**Listed records**
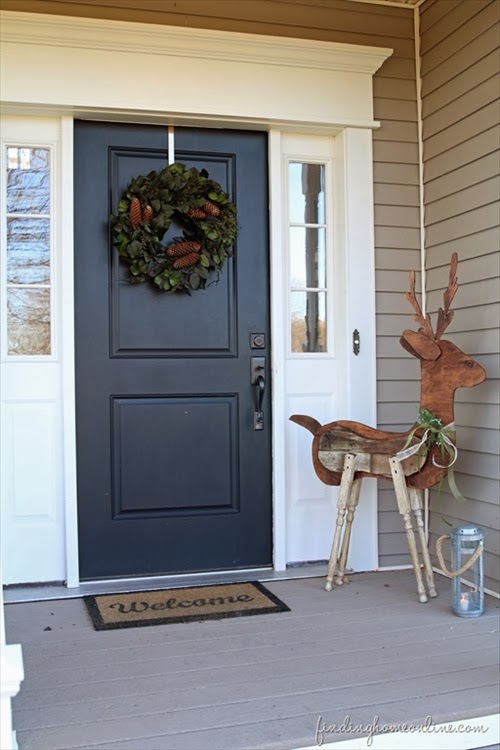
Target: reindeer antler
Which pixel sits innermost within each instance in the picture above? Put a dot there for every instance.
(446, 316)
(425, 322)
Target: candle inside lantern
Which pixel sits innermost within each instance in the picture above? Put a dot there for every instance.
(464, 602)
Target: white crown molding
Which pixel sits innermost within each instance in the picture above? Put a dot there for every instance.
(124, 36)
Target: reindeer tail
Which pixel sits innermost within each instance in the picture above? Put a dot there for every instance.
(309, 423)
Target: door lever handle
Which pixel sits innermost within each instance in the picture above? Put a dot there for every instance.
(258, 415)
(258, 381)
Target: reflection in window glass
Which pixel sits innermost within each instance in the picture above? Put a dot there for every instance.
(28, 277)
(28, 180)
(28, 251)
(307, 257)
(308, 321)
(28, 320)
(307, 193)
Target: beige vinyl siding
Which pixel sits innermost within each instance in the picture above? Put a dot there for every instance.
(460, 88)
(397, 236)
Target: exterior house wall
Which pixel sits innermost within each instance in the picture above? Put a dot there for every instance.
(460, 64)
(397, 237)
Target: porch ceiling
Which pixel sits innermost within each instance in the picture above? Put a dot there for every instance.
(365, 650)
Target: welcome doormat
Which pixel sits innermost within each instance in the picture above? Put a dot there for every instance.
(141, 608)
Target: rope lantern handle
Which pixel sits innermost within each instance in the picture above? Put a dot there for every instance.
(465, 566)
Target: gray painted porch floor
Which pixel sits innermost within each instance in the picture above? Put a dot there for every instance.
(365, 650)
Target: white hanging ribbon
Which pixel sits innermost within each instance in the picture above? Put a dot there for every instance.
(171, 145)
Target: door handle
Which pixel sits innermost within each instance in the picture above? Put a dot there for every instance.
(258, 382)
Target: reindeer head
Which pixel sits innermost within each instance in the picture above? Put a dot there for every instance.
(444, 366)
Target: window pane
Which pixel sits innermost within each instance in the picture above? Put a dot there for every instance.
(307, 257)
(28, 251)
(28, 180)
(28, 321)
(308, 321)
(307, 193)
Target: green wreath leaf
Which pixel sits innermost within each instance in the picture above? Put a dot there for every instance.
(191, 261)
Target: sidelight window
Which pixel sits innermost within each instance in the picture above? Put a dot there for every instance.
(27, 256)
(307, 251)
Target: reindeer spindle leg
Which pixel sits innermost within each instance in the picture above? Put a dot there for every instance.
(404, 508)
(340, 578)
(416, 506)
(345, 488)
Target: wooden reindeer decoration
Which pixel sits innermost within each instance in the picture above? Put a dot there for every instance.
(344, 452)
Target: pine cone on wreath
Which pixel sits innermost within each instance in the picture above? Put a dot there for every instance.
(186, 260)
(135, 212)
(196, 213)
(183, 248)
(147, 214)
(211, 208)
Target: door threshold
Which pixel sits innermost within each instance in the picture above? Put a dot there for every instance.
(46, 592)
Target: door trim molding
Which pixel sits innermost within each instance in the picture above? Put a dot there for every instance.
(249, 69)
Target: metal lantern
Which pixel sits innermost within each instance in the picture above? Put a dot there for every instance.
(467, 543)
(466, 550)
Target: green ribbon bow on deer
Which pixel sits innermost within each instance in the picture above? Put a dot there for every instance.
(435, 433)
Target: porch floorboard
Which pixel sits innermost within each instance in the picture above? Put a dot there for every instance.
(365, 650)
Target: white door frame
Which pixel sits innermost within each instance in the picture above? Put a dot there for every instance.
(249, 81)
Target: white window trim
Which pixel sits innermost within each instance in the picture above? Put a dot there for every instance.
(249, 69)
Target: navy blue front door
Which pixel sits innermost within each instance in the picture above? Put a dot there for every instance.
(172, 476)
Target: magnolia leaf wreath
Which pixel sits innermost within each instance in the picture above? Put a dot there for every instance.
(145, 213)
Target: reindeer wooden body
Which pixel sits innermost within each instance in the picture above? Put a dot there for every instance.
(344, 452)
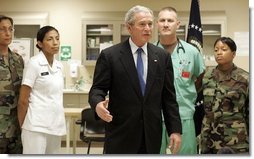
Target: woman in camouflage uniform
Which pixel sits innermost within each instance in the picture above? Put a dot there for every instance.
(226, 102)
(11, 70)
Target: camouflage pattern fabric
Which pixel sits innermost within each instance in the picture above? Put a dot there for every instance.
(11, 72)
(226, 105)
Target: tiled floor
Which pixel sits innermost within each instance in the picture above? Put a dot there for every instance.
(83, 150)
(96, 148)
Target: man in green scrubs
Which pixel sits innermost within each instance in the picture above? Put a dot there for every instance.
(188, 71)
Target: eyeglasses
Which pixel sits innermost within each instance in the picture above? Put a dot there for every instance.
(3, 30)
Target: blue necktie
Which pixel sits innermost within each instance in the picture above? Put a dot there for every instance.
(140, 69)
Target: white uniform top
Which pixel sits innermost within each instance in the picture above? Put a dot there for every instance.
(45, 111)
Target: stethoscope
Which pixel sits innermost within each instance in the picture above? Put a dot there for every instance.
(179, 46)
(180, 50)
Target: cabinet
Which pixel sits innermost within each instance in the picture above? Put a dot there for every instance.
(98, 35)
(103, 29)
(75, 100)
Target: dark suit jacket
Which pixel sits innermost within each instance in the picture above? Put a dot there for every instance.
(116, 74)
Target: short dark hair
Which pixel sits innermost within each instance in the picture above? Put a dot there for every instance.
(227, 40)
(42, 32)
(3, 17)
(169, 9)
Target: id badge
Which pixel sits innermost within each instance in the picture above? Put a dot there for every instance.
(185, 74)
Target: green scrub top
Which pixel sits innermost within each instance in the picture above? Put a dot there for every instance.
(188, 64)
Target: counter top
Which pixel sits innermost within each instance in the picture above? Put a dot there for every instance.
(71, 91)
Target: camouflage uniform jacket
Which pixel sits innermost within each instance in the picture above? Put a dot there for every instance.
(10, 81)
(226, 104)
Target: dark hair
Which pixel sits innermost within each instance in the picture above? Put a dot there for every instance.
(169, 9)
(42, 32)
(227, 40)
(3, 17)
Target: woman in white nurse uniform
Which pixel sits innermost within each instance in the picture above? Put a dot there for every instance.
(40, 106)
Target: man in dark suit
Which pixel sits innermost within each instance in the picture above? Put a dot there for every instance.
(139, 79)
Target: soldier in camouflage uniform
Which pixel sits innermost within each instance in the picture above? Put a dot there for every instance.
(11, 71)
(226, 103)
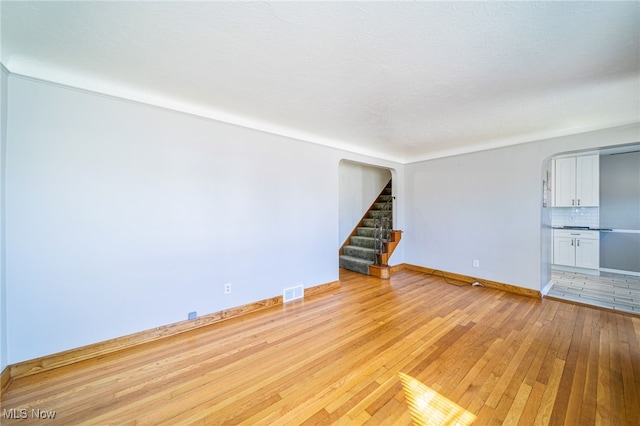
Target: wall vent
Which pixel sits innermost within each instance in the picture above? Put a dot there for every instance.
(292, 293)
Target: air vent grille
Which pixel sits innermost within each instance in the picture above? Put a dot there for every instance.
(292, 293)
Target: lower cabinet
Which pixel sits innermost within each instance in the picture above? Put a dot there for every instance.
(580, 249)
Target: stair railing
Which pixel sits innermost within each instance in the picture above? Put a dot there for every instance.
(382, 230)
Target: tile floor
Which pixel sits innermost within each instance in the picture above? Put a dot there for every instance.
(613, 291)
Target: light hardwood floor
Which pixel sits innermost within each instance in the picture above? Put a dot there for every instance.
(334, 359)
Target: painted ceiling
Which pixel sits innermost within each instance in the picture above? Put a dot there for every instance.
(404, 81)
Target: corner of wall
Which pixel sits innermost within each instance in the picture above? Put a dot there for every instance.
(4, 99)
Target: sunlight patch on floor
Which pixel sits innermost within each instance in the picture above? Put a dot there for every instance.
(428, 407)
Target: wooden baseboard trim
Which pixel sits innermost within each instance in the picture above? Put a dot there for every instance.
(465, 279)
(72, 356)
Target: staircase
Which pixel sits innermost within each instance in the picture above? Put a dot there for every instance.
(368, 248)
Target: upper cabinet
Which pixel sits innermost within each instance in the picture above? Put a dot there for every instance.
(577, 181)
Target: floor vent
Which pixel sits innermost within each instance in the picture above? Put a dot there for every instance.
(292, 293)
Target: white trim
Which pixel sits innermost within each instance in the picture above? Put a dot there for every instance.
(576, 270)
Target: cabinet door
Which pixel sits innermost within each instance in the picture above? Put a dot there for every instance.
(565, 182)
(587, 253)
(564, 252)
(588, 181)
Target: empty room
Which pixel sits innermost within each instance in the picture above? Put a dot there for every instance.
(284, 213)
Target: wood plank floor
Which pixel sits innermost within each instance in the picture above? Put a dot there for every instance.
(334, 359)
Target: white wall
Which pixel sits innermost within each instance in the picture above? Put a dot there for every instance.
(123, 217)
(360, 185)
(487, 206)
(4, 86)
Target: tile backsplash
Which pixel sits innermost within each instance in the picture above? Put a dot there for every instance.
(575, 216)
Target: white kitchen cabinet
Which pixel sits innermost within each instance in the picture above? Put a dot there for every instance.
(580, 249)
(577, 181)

* * *

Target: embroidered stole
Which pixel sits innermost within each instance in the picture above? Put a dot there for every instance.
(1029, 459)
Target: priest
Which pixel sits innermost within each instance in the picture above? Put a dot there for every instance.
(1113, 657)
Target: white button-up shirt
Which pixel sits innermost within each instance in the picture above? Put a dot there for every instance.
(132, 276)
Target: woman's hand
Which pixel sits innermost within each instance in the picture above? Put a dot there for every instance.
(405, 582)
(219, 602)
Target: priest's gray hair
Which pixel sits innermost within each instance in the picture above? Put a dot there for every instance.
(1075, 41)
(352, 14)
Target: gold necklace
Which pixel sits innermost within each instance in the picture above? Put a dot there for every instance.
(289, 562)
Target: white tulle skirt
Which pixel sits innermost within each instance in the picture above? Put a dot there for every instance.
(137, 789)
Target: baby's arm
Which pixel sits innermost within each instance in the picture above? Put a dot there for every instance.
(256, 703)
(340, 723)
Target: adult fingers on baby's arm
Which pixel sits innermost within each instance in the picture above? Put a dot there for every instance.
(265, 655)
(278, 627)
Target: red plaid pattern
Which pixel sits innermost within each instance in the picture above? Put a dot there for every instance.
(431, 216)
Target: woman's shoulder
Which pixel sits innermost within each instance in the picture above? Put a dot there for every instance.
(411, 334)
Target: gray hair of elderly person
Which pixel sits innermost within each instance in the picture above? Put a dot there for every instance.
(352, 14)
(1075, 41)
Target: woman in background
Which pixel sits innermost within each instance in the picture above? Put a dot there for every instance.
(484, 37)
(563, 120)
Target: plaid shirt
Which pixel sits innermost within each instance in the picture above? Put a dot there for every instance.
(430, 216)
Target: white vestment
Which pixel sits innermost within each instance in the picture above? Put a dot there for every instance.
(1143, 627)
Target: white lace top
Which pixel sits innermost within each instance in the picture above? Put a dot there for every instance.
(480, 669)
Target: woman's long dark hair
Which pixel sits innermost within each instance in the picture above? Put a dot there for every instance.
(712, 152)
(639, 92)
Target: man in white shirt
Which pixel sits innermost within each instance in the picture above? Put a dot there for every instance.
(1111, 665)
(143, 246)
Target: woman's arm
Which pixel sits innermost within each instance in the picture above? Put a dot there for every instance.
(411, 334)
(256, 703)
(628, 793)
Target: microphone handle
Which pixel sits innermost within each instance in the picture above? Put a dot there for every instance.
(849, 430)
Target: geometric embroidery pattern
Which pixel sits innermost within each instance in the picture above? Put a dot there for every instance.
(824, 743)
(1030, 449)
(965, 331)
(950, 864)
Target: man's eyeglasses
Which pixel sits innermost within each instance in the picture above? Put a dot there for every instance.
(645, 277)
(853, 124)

**Requirement**
Repeat exactly the lines above, from the line that contains "Target: metal lantern" down through the line that contains "Target: blue necktie". Include both of those lines and none of the pictures.

**Task output**
Target: metal lantern
Which pixel sits innermost within each instance in the picture above? Put a dot there for every instance.
(467, 543)
(466, 550)
Target: green ribbon bow on deer
Which pixel sits innermost within each instance in the picture above? Put a dot there for every instance.
(435, 433)
Target: porch floorboard
Which pixel sits innermost within each instance in the picture above? Put a dot there for every instance.
(365, 650)
Target: white door frame
Which pixel sits innermost within each instance in the picture above? Put a dot there for every instance.
(249, 81)
Target: white window trim
Which pixel sits innermost within each instance in the picture above? Put a dot there for every instance.
(249, 69)
Target: navy blue front door
Which pixel sits innermost within each instance in the picture above? Put a dot there for every instance.
(172, 476)
Target: magnolia leaf wreath
Which pixel sits innermost within each instance in the picture above? Put a dot there for every instance.
(145, 213)
Target: reindeer wooden body
Which pixel sits innermost within each instance in the picture above? Put a dot there for every instance.
(344, 452)
Target: woman in camouflage uniform
Which pixel sits innermost within each instance in the picture above? Put a dot there for every instance.
(226, 102)
(11, 70)
Target: camouflage pattern fabric
Which pixel sits innermost within each instance in the picture above? Put a dot there for every instance.
(11, 72)
(226, 105)
Target: tiled floor
Which pixel sits innermost within each instance in the picture above? Put a dot there for every instance.
(83, 150)
(96, 148)
Target: man in green scrubs
Which pixel sits innermost within each instance in the picture above? Put a dot there for every instance.
(188, 71)
Target: eyeglasses
Which pixel sits innermost within each instance in the picture above? Put a dot there for every instance.
(3, 30)
Target: blue necktie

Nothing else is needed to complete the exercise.